**HOW TO COMPLETE THIS TASK**
Print the records below exactly, with no pictures.

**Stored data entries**
-----
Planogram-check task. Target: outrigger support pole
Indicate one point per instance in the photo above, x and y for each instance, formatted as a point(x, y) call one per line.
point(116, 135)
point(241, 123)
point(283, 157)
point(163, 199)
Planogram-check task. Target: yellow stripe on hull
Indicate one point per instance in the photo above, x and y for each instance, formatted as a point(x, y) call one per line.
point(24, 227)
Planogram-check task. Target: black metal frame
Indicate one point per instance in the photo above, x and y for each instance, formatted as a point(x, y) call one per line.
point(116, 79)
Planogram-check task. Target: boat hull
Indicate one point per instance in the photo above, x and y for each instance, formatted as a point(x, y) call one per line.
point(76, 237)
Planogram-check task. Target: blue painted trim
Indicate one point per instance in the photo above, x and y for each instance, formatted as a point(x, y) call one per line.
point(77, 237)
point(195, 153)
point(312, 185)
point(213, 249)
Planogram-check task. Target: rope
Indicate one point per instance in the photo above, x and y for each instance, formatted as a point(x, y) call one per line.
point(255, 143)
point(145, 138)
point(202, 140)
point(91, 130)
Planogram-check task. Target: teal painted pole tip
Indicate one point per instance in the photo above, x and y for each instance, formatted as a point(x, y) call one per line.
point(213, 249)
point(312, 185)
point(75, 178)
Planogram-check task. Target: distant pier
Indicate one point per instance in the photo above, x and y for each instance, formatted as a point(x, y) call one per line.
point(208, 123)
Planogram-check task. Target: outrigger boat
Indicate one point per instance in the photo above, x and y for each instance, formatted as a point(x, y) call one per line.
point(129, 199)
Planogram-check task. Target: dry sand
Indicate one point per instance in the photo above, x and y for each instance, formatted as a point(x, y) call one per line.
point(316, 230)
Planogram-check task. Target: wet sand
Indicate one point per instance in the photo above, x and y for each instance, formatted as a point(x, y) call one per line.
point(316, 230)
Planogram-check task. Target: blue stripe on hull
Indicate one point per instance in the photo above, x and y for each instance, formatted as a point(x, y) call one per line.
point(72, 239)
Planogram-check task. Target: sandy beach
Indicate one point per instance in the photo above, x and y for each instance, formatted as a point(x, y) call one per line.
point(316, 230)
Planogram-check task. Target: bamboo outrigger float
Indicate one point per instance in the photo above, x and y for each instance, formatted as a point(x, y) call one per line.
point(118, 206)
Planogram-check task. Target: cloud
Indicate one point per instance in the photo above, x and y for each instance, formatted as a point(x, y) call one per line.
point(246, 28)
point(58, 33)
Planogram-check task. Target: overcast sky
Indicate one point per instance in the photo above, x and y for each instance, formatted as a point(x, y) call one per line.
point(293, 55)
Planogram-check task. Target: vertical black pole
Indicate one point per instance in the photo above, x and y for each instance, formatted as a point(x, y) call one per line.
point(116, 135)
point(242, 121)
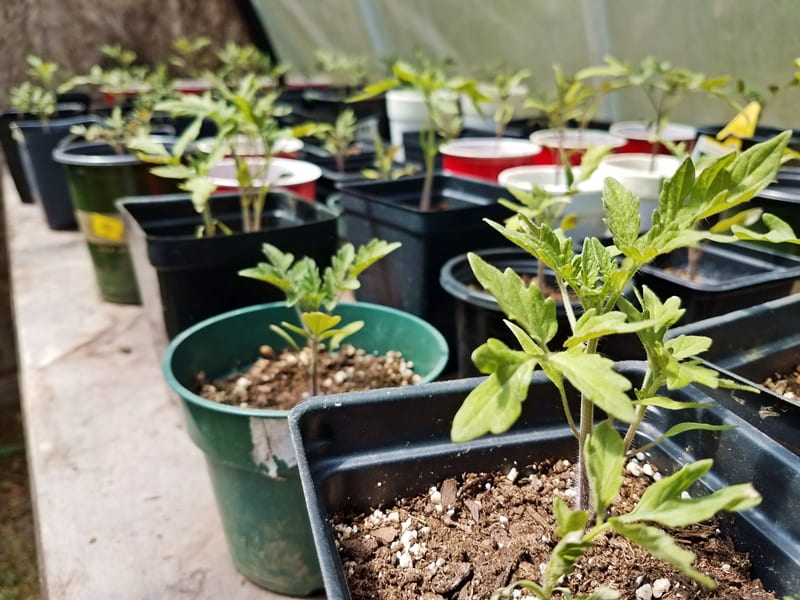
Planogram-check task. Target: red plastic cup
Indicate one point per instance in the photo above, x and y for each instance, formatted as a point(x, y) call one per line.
point(193, 87)
point(574, 141)
point(638, 136)
point(486, 158)
point(296, 176)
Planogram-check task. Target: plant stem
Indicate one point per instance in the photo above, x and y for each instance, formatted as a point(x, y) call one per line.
point(582, 498)
point(245, 200)
point(429, 147)
point(692, 260)
point(208, 221)
point(258, 207)
point(314, 366)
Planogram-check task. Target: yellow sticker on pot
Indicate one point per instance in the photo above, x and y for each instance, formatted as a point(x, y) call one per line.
point(107, 227)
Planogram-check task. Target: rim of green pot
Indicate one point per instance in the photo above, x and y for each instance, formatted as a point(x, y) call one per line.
point(190, 396)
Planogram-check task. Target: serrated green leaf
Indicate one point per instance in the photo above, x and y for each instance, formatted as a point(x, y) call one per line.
point(686, 346)
point(622, 213)
point(669, 403)
point(524, 304)
point(673, 193)
point(662, 502)
point(605, 459)
point(285, 336)
point(756, 167)
point(494, 355)
point(495, 404)
point(592, 325)
point(187, 137)
point(201, 189)
point(295, 329)
point(662, 546)
point(594, 376)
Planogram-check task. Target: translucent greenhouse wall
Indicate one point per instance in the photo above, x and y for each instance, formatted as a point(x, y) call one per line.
point(753, 40)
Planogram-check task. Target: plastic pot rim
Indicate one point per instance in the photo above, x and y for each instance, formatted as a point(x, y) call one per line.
point(641, 131)
point(576, 139)
point(66, 153)
point(300, 172)
point(188, 396)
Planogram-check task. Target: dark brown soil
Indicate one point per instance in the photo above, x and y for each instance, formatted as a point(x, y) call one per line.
point(786, 385)
point(281, 381)
point(474, 535)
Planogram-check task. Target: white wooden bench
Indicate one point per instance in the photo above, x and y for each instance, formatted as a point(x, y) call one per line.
point(122, 502)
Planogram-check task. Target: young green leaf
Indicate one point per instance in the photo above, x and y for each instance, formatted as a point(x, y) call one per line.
point(495, 404)
point(622, 213)
point(605, 458)
point(662, 502)
point(661, 545)
point(523, 303)
point(594, 377)
point(778, 231)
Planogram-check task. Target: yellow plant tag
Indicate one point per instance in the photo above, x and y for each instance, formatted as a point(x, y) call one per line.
point(107, 227)
point(742, 125)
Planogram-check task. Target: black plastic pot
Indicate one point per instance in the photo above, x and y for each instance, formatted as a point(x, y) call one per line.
point(477, 315)
point(359, 451)
point(731, 277)
point(69, 105)
point(332, 177)
point(184, 279)
point(47, 178)
point(408, 278)
point(753, 344)
point(782, 199)
point(326, 104)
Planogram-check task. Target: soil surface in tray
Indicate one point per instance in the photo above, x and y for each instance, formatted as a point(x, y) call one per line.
point(472, 535)
point(280, 381)
point(786, 385)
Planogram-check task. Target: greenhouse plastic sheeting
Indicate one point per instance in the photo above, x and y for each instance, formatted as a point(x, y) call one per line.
point(753, 41)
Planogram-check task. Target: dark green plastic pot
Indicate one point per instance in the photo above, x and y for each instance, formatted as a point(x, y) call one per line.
point(96, 178)
point(249, 454)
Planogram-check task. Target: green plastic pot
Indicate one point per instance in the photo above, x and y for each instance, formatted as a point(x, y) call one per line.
point(248, 451)
point(96, 178)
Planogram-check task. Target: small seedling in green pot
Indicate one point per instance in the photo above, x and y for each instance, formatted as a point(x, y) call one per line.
point(316, 296)
point(597, 276)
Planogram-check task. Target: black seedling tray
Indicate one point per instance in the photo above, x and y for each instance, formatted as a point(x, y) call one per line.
point(731, 277)
point(360, 451)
-----
**SOLUTION**
Planogram-check task. Target: outrigger support pole
Indicate one point per instance in the photo above, x and y for each instance, formatted as a point(x, y) call one per line.
point(116, 135)
point(241, 123)
point(283, 157)
point(163, 199)
Planogram-check task. Target: yellow stripe on hull
Indicate one point per instance in the photo above, x and y for each instance, formatted as a point(x, y) call one per line.
point(24, 227)
Planogram-check task. Target: black metal frame
Indicate one point per instance in the photo above, x and y for each instance, formatted as a point(x, y) call one per line.
point(116, 79)
Planogram-check task. Target: boat hull
Indicate one point per instance in the photo above, x and y for each instance, formatted as a point(x, y) call one per line.
point(76, 237)
Planogram-check task. Target: blue painted trim
Indicate one point per instance in the photo above, x and y for each instance, formatted as a point(x, y) call one per line.
point(77, 237)
point(195, 153)
point(312, 185)
point(213, 249)
Planogram-check task. Target: rope
Indicate one point per instance in the photo above, x and y for each instance, formatted as a point(x, y) call one per line.
point(255, 143)
point(145, 138)
point(202, 140)
point(91, 130)
Planogram-check task. Target: teal painted pole tip
Indicate one point per instance in the photo above, x and y for each instance, formatted as a point(x, y) call one per line.
point(213, 249)
point(312, 185)
point(75, 178)
Planogram-check task. Target: distant pier
Indicate one point per instance in the photo above, x and y for each instance, formatted as a point(x, y) call one per line.
point(208, 123)
Planogram-check task. Target: outrigger boat
Indicate one point per instance in the photo above, x and y for each instance, formatted as a point(x, y) call one per line.
point(129, 199)
Planogram-check task. Target: dry sand
Indicate one point per instance in the photo above, x and y for each instance, formatted as a point(x, y) call one per line.
point(316, 230)
Planogram-check task. Target: wet sand
Indicate one point per instance in the photo above, x and y for each instance, formatted as a point(x, y) call one per line.
point(316, 230)
Planogram-check task. Target: blue stripe on hull
Indicate one point per instance in the photo above, x and y for each instance, formatted as a point(x, y) call one per line.
point(72, 239)
Planogram-check task. Target: sandy beach
Indicate one point per instance in the photo above, x and y for each instance, formatted as a point(x, y) call one per line.
point(316, 230)
Planogram-check task. Target: bamboo outrigger float
Indicate one point per instance in the photo above, x and y for each instance, formatted as a point(x, y) call one per line.
point(118, 206)
Planogram-check task. Target: cloud
Indicate one point per instance in the photo above, x and y for each instance, formatted as a point(x, y) call one per line.
point(246, 28)
point(58, 33)
Planogram-check task. Target: overcast sky
Indicate one point per instance in the photo above, x and y for each instance, formatted as a point(x, y) call one per line.
point(293, 55)
Planogram-check task. Target: vertical black pole
Indicate one point per instance in the photo above, x and y for each instance, formatted as a point(x, y) call one per line.
point(116, 135)
point(242, 121)
Planogram-check task. Target: red plastic cup
Indicate one point per instance in the photo above, x and y for each instance, formatted as a point(x, y) call one per line.
point(193, 87)
point(574, 141)
point(638, 136)
point(486, 158)
point(296, 176)
Planogram-check task. Target: plant stem
Indicate one point per instance in the photo above, x and y for each instance, formatted as a point(x, y) call one per line.
point(582, 498)
point(245, 200)
point(429, 147)
point(692, 260)
point(208, 221)
point(258, 207)
point(314, 366)
Planogram-check task. Target: yellow sticker on pot
Indicate one point per instance in the photo above, x and y for each instance, formatted as a point(x, y) call one per line.
point(107, 227)
Planogram-check task. Target: rim of green pot
Indicate one point per instance in the photo above, x and y for each instance, formatted as a point(x, y) call one per line.
point(190, 396)
Planogram-check task. Target: serrated green leaf
Indicate one point per instance in the photo above, x and y for each instance, formatted as a point(x, y) call one per line.
point(686, 346)
point(622, 213)
point(669, 403)
point(524, 304)
point(673, 193)
point(662, 502)
point(605, 459)
point(285, 336)
point(756, 167)
point(494, 355)
point(495, 404)
point(592, 325)
point(187, 137)
point(201, 189)
point(295, 329)
point(662, 546)
point(594, 376)
Planogram-check task. Target: translucent greenhouse wall
Indicate one point per instance in the photo above, x and y for each instance, formatted as a point(x, y) call one per line.
point(753, 40)
Planogram-check task. Target: plastic pot rim
Indicate one point per instance in the photo above, x and y for each instance, formatted as a point(x, y) call one per line.
point(641, 131)
point(576, 139)
point(66, 153)
point(300, 172)
point(188, 396)
Planogram-check task. Target: dark brown soil
Indicate one point per instance in the photo above, x and y for each instance, formatted as a point(x, y) call one per line.
point(786, 385)
point(281, 381)
point(474, 535)
Planogram-check task. Target: white wooden bench
Indicate one point per instance in the photo above, x and y for each instance, formatted as a point(x, y) call one per line.
point(122, 502)
Planogram-check task. Target: young green leaf
Indicate one point per instance in the photo above, x and y for each instance, formatted as a point(x, y) call one per line.
point(495, 404)
point(622, 213)
point(605, 458)
point(662, 502)
point(661, 545)
point(523, 303)
point(594, 377)
point(778, 231)
Planogram-check task. Target: yellow plant tag
Indicate one point per instance in the photo above, x and y for each instance, formatted as a point(x, y) call one per line.
point(107, 227)
point(742, 125)
Planogram-check task. Target: black plastic pot
Indicate one point per instance in the photo above, x and y for each instance, formatted as a point(x, y) call one per line.
point(477, 315)
point(359, 451)
point(731, 277)
point(69, 105)
point(332, 177)
point(184, 279)
point(47, 178)
point(408, 278)
point(753, 344)
point(782, 199)
point(326, 104)
Planogram-check task. Target: soil surface in tray
Indicate one point per instance in the photo above, x and y for each instance, formatted as a point(x, y) call one per line.
point(472, 535)
point(280, 381)
point(786, 385)
Planogram-check task. Target: greenhouse plastic sheeting
Indicate one point per instance in the photo above, x and y for each instance, formatted as a point(x, y) call one per line.
point(753, 41)
Planogram-check task. Target: dark green plastic pot
Indicate one point per instance in the photo above, x and y for each instance, formatted as a point(x, y) call one per line.
point(96, 178)
point(249, 454)
Planogram-check task. Target: green plastic pot
Indicate one point per instance in the photo above, x and y for each instance, formatted as a point(x, y) call one per line.
point(248, 451)
point(96, 178)
Planogram-check task. Target: small seedling in green pot
Indicate one point per instance in the photo above, x and y for each instance, formatted as a point(x, y) call one per line.
point(316, 296)
point(597, 276)
Planogram-check task. Target: black seedling tray
Indicate one point per instance in the photo above, x and y for each instance, formatted as a point(x, y) call one per line.
point(731, 277)
point(360, 451)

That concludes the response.